WRITTEN TASK
Set out the lines below as a Markdown table with two columns, Row and Line. Number each row, skip blank lines, and leave the pictures out.

RECORDS TO PROCESS
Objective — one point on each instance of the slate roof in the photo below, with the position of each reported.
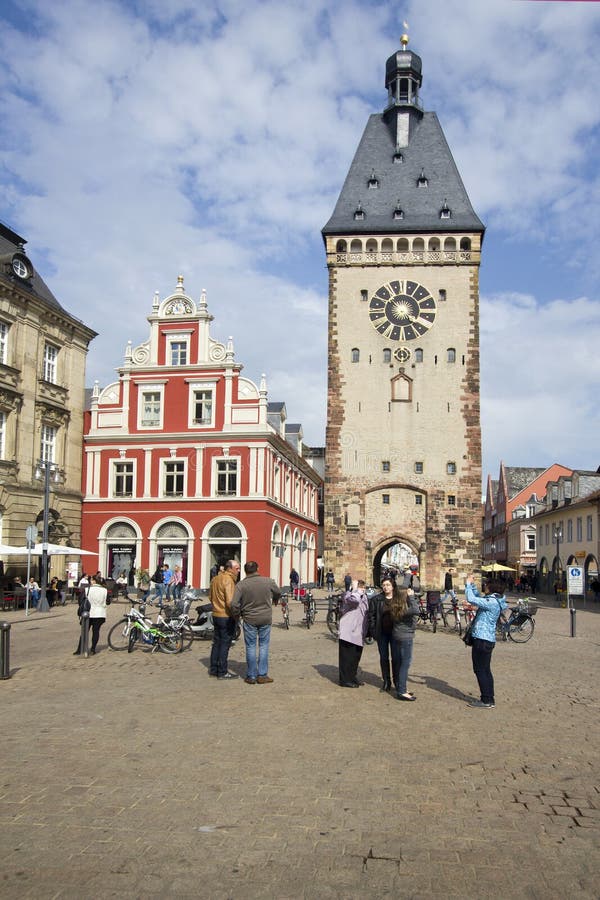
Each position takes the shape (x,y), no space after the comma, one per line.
(518,477)
(11,241)
(427,152)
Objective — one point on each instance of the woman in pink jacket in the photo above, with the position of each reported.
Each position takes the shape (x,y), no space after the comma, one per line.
(353,628)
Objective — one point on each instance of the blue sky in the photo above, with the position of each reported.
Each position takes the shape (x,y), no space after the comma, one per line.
(142,140)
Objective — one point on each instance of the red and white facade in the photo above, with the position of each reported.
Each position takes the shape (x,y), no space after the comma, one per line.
(182,466)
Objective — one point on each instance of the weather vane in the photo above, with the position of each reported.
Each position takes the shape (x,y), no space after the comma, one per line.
(404,36)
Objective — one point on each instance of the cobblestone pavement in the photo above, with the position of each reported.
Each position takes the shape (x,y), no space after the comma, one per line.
(138,775)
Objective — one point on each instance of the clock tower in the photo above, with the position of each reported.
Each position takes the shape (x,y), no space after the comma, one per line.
(403,460)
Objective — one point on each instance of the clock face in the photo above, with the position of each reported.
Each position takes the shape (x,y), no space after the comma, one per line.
(402,310)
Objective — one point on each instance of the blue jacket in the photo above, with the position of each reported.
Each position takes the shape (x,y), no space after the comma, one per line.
(489,608)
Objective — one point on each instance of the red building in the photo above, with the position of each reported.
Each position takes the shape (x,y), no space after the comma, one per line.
(184,465)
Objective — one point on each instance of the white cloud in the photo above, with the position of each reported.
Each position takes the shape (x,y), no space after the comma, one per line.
(146,139)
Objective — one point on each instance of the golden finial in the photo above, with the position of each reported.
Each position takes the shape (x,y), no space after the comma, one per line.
(404,36)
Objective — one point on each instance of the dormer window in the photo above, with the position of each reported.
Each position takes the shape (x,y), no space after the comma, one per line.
(445,211)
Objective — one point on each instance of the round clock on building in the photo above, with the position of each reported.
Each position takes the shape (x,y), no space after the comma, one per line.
(402,310)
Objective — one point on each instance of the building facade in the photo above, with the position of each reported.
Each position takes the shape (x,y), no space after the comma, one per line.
(43,351)
(511,503)
(184,463)
(403,446)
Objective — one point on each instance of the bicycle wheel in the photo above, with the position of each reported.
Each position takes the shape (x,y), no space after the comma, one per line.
(332,622)
(133,636)
(118,636)
(170,642)
(521,630)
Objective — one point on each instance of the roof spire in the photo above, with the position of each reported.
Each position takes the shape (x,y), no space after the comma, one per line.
(404,36)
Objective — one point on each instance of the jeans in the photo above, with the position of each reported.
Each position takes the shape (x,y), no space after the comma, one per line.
(222,637)
(481,656)
(384,643)
(401,660)
(252,633)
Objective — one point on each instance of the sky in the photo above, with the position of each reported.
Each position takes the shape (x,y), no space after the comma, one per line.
(145,139)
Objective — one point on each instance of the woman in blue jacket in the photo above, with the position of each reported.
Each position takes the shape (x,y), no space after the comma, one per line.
(488,609)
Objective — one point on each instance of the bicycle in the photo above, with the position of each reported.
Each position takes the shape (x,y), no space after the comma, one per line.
(310,608)
(285,609)
(520,625)
(157,636)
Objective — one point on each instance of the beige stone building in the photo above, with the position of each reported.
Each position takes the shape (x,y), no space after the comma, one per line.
(403,456)
(42,368)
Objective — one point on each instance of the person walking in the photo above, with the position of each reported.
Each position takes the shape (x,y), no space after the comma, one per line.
(253,599)
(222,588)
(489,608)
(381,625)
(353,628)
(330,581)
(94,601)
(403,607)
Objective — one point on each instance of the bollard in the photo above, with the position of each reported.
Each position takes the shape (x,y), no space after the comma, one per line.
(4,650)
(85,633)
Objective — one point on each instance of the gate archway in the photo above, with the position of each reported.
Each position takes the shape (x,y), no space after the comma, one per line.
(394,553)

THE RESPONSE
| Row | Line |
|---|---|
| 1 | Objective — one point on each instance of the slate roof in the photo below, with the position of each reported. |
| 2 | Each position takes the shape (x,y), no space after the comma, one per line. |
| 3 | (518,477) |
| 4 | (11,241) |
| 5 | (427,152) |
| 6 | Objective — one point on each instance of the woman in pink jacket in the photo above, with the position of each reported. |
| 7 | Each position takes the shape (x,y), no space after the comma, one per line. |
| 8 | (353,628) |
| 9 | Objective — one point on each instance of the blue sky in the photo above, with the position of each reported. |
| 10 | Each position takes the shape (x,y), no space after the comma, one per line. |
| 11 | (142,140) |
| 12 | Objective — one point on each instance of the red and white facade in the photo above, with the position of each reported. |
| 13 | Each position takes the shape (x,y), no space after the comma, one per line. |
| 14 | (182,466) |
| 15 | Objective — one point on each instance of the weather vane in the photo above, with the position of each reported. |
| 16 | Each position takes the shape (x,y), no space after the comma, one per line. |
| 17 | (404,36) |
| 18 | Objective — one point on each instance of the cobblestone pavement in the photo above, with the position of each reported. |
| 19 | Each position takes the shape (x,y), no space after the comma, one per line. |
| 20 | (138,775) |
| 21 | Objective — one point on each instance of the clock tower in the photo above, with the position of each reported. |
| 22 | Each position takes the shape (x,y), no space after the comma, one per line. |
| 23 | (403,460) |
| 24 | Objective — one point on each instance of the clock face in the photo above, with the position of each reported. |
| 25 | Each position takes the shape (x,y), no space after the comma, one per line. |
| 26 | (402,310) |
| 27 | Objective — one point on each instance of the blue jacket in the photo above, with the position of each reported. |
| 28 | Each position takes the shape (x,y), no space after the comma, one per line. |
| 29 | (489,608) |
| 30 | Objective — one point on each instance of the red building in the photo above, with the position of each reported. |
| 31 | Each position takes the shape (x,y), no space after the comma, one per line. |
| 32 | (184,465) |
| 33 | Objective — one point on each instance of the white cloud in the photo above, with the position of each reported. |
| 34 | Each position takes the shape (x,y), no space after the comma, one per line. |
| 35 | (146,139) |
| 36 | Objective — one point on each instance of the golden finial in the photo above, with the position of each reported. |
| 37 | Each position takes the shape (x,y), no space after the comma, one per line. |
| 38 | (404,36) |
| 39 | Objective — one point on each instance of the dormer window in the photo above, with the position of each reported. |
| 40 | Each position takes the shape (x,y), no space after the comma, one per line. |
| 41 | (445,211) |
| 42 | Objective — one point on each instance of the round clock on building in the photo above, with the position of each reported. |
| 43 | Each position takes the shape (x,y), no space after the comma, one per line. |
| 44 | (402,310) |
| 45 | Objective — one point on each instance of the building facade in the photo above, with the position of each reported. |
| 46 | Each position takes the shape (x,y), no space after the comma, one per line. |
| 47 | (43,351) |
| 48 | (511,503) |
| 49 | (184,463) |
| 50 | (403,446) |
| 51 | Objective — one point on each instance of the bicycle wheel in the photo above, with the position of each reported. |
| 52 | Each position takes the shape (x,y), no space after the comma, one per line. |
| 53 | (332,622) |
| 54 | (133,636) |
| 55 | (118,636) |
| 56 | (170,642) |
| 57 | (521,630) |
| 58 | Objective — one point on each instance of the roof spire in the photo above, with the position of each reported. |
| 59 | Each position takes the shape (x,y), no space after the comma, one per line. |
| 60 | (404,36) |
| 61 | Objective — one point on each instance of the jeans in the photo above, with the position of each reported. |
| 62 | Each position takes the shape (x,y), no space after the comma, one per line. |
| 63 | (222,637) |
| 64 | (481,656) |
| 65 | (384,643) |
| 66 | (401,660) |
| 67 | (252,633) |
| 68 | Objective — one point on each instance of the sky in the photo above, with the position of each reported. |
| 69 | Each position takes the shape (x,y), no space after the comma, one per line. |
| 70 | (145,139) |
| 71 | Objective — one point on each instance of the woman in blue jacket in the photo above, with the position of each reported. |
| 72 | Each position takes the shape (x,y), no space after the comma, one per line. |
| 73 | (488,609) |
| 74 | Objective — one point on each instance of the bicycle in the photo above, with the position of each reported. |
| 75 | Each position takes the shape (x,y), no space after the comma, one per line. |
| 76 | (310,608) |
| 77 | (285,609) |
| 78 | (520,625) |
| 79 | (157,636) |
| 80 | Objective — one point on each instance of the beige stone building in the photo above, with the position of each reported. |
| 81 | Each position takes the shape (x,y), no space after the comma, one per line. |
| 82 | (403,456) |
| 83 | (42,368) |
| 84 | Objective — one point on each instance of the person walking in the photo above, with the position of each reported. |
| 85 | Each position takes the shape (x,y), no space after the comma, one per line. |
| 86 | (253,599) |
| 87 | (222,588) |
| 88 | (489,608) |
| 89 | (381,625) |
| 90 | (353,628) |
| 91 | (330,581) |
| 92 | (94,601) |
| 93 | (403,607) |
| 94 | Objective — one point on each instance of the bollard in the photo above, with the position of each reported. |
| 95 | Each position takes the shape (x,y), no space after the comma, one per line. |
| 96 | (4,650) |
| 97 | (85,633) |
| 98 | Objective — one point on each instance of the gate archway in the photo above, with the position of each reported. |
| 99 | Each position takes the shape (x,y), no space after the comma, one per line. |
| 100 | (394,553) |